> Data extract
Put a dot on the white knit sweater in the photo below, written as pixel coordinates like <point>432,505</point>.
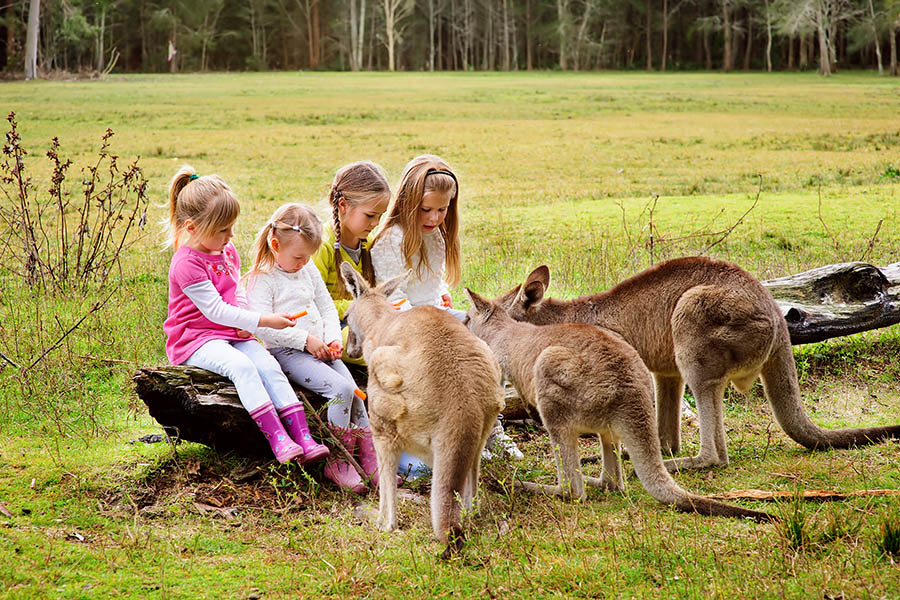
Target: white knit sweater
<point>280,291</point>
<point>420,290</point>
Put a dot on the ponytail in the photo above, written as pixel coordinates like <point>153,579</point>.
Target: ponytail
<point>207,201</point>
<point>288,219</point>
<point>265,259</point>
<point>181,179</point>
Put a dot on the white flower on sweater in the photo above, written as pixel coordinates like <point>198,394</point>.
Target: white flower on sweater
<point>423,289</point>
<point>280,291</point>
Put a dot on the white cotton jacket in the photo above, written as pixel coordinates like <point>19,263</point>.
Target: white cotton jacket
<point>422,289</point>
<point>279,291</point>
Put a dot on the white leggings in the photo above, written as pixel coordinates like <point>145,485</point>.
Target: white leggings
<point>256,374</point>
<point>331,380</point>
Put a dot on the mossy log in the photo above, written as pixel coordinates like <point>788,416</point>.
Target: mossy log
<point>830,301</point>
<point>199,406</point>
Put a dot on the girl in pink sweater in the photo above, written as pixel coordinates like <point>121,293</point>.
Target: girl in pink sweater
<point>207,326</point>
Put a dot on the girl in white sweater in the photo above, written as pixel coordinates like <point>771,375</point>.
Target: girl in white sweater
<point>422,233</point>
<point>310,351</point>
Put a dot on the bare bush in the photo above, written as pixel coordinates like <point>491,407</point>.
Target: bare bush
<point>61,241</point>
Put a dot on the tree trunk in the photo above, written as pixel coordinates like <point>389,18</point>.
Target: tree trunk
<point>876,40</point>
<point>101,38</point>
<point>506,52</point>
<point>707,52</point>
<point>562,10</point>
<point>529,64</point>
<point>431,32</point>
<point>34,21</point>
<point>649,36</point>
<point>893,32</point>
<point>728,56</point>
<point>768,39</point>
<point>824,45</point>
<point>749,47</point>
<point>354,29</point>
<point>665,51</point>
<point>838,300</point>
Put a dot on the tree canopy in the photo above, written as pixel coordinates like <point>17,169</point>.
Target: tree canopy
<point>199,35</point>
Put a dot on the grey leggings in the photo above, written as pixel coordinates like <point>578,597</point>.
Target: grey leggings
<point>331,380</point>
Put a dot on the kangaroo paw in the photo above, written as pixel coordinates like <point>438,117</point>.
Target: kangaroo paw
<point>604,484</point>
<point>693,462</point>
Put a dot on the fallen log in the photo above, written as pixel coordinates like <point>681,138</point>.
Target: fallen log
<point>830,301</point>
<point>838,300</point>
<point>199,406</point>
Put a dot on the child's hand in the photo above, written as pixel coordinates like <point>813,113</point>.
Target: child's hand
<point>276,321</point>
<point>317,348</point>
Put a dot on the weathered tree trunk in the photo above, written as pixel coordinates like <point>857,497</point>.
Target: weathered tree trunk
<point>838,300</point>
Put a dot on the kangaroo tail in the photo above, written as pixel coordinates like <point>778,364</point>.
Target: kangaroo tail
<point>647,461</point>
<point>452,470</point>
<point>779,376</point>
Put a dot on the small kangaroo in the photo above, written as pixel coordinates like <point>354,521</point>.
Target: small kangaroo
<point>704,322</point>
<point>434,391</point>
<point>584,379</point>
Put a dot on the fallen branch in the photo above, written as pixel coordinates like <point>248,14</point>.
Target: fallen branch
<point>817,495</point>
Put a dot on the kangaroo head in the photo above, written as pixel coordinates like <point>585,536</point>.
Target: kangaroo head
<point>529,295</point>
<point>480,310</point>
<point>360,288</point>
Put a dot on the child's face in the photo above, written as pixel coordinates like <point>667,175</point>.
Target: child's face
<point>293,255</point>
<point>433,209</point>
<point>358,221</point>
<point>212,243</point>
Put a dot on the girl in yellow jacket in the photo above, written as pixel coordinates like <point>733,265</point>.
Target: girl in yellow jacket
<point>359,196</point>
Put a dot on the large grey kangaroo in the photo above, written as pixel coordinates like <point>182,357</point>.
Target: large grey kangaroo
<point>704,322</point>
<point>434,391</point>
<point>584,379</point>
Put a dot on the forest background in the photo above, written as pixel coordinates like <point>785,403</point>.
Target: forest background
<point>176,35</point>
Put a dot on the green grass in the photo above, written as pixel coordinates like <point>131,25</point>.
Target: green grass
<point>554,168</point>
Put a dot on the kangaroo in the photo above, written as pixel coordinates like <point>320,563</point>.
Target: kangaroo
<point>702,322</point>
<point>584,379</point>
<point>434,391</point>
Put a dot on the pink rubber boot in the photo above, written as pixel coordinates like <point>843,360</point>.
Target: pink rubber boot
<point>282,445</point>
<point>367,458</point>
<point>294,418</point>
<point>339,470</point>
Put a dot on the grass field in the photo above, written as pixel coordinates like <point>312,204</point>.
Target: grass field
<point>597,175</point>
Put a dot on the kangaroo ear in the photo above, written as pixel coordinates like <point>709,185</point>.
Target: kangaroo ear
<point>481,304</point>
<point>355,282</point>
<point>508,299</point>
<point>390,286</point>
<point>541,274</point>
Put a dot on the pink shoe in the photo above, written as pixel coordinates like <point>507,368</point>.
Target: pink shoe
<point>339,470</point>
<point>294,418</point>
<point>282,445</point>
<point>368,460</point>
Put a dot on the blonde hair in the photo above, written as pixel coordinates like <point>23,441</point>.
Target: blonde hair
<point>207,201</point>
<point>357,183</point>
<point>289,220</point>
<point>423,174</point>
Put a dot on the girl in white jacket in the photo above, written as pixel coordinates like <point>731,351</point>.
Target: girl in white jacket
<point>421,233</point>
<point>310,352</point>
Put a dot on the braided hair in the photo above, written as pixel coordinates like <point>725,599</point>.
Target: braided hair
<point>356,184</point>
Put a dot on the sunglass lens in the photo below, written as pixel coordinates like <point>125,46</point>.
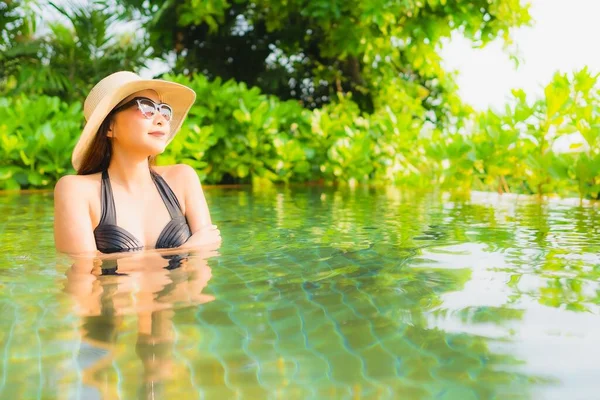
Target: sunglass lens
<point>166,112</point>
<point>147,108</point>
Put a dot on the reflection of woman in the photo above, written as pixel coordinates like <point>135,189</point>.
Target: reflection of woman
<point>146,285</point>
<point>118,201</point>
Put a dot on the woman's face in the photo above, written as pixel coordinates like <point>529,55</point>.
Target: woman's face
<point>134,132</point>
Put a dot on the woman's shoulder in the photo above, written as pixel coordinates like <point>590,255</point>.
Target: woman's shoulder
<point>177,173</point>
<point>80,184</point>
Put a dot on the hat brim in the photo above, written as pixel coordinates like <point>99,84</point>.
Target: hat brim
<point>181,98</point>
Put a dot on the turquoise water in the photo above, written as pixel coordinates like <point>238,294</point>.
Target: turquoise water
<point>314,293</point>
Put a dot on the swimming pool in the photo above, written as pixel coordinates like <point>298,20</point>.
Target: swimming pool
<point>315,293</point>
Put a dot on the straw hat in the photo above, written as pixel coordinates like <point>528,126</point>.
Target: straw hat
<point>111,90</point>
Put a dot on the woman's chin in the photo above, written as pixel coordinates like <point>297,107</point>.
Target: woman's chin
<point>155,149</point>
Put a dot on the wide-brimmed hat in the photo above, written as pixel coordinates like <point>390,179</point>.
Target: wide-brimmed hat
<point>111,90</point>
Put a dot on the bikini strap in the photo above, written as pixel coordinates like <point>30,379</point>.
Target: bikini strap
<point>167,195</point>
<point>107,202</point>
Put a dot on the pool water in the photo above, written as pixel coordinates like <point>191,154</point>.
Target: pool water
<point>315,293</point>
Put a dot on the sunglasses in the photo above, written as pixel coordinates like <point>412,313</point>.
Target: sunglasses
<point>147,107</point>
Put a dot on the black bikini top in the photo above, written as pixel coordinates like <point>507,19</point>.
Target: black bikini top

> Required action
Scan the data for lines containing "black" and copy all of them.

> Problem solution
Put a dot on the black bikini top in the photo above, written as pixel coordinates like <point>507,19</point>.
Target: black bikini top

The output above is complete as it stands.